**WHAT TO WORK ON:** In the passage on the early history of money, during what period were the first real coins probably minted?

**TEXT SECTION:**
>>>

Many primitive forms of money were counted just like coins. Cowrie shells, obtained from some islands in the Indian Ocean, were a very widely used primitive form of money – in fact they were still in use in some parts of the world (such as Nigeria) within living memory. “So important a role did the cowrie play as money in ancient China that its pictograph was adopted in their written language for money.” (page 36) Thus it is not surprising that among the earliest countable metallic money or “coins” were “cowries” made of bronze or copper, in China.

In addition to these metal “cowries” the Chinese also produced “coins” in the form of other objects that had long been accepted in their society as money e.g. spades, hoes, and knives. Although there is some dispute over exactly when these developments first took place, the Chinese tool currencies were in general use at about the same time as the earliest European coins and there have been claims that their origins may have been much earlier, possibly as early as the end of the second millennium BC. The use of tool coins developed (presumably independently) in the West. The ancient Greeks used iron nails as coins, while Julius Caesar regarded the fact that the ancient Britons used sword blades as coins as a sign of their backwardness. (However the Britons did also mint true coins before they were conquered by the Romans).

These quasi-coins were all easy to counterfeit and, being made of base metals, of low intrinsic worth and thus not convenient for expensive purchases. True coinage developed in Asia Minor as a result of the practice of the Lydians, of stamping small round pieces of precious metals as a guarantee of their purity. Later, when their metallurgical skills improved and these pieces became more regular in form and weight the seals served as a symbol of both purity and weight. The first real coins were probably minted some time in the period 640 – 630 BC. Afterwards the use of coins spread quickly from Lydia to Ionia, mainland Greece, and Persia.

Greek Coinage

One of the smaller Greek coins was the silver obol. In the Attic standard of weights and coinage six silver obols were worth one silver drachma. It is interesting to note that before the development of coinage six of the pointed spits or elongated nails used as tool currency constituted a customary handful similar to that of the even earlier grain-based methods. Therefore one of the early Greek coins, the obol, was simply a continuation of a primitive form of money – the iron spit or pointed rod.

Inflation was a problem even in the early days of coin production. In 407 BC Sparta captured the Athenian silver mines at Laurion and released around 20,000 slaves. As a result Athens was faced with a grave shortage of coins and in 406 and 405 BC issued bronze coins with a thin plating of silver. The result was that the shortage became even worse. Good coins tended to disappear from circulation since people naturally kept them and used the new coins instead in order to get rid of them.

<<<

(Point-based annotation data)
>>>

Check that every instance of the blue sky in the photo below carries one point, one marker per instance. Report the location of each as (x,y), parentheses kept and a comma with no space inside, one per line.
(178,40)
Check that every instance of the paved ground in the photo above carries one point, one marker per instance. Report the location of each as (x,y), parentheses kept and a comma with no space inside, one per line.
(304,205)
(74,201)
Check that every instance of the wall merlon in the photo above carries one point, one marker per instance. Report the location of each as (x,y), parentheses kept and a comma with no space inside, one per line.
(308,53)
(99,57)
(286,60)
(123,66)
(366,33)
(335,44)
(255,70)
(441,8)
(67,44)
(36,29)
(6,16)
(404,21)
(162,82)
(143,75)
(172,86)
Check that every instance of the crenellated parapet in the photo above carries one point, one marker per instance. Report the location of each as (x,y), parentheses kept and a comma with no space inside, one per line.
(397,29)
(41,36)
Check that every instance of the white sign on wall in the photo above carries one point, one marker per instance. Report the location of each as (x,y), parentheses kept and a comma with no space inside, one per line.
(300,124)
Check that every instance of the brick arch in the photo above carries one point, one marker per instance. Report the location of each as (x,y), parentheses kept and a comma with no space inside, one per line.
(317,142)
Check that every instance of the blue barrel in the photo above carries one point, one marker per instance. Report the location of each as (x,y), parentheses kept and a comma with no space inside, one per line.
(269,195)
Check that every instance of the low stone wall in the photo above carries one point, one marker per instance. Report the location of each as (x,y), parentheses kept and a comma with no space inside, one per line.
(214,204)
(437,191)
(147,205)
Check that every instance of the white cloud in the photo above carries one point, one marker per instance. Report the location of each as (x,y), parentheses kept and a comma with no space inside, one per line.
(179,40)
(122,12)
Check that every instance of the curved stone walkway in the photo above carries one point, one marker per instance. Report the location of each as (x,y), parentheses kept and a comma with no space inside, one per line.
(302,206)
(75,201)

<<<

**THE RESULT:** Some time in the period 640–630 BC.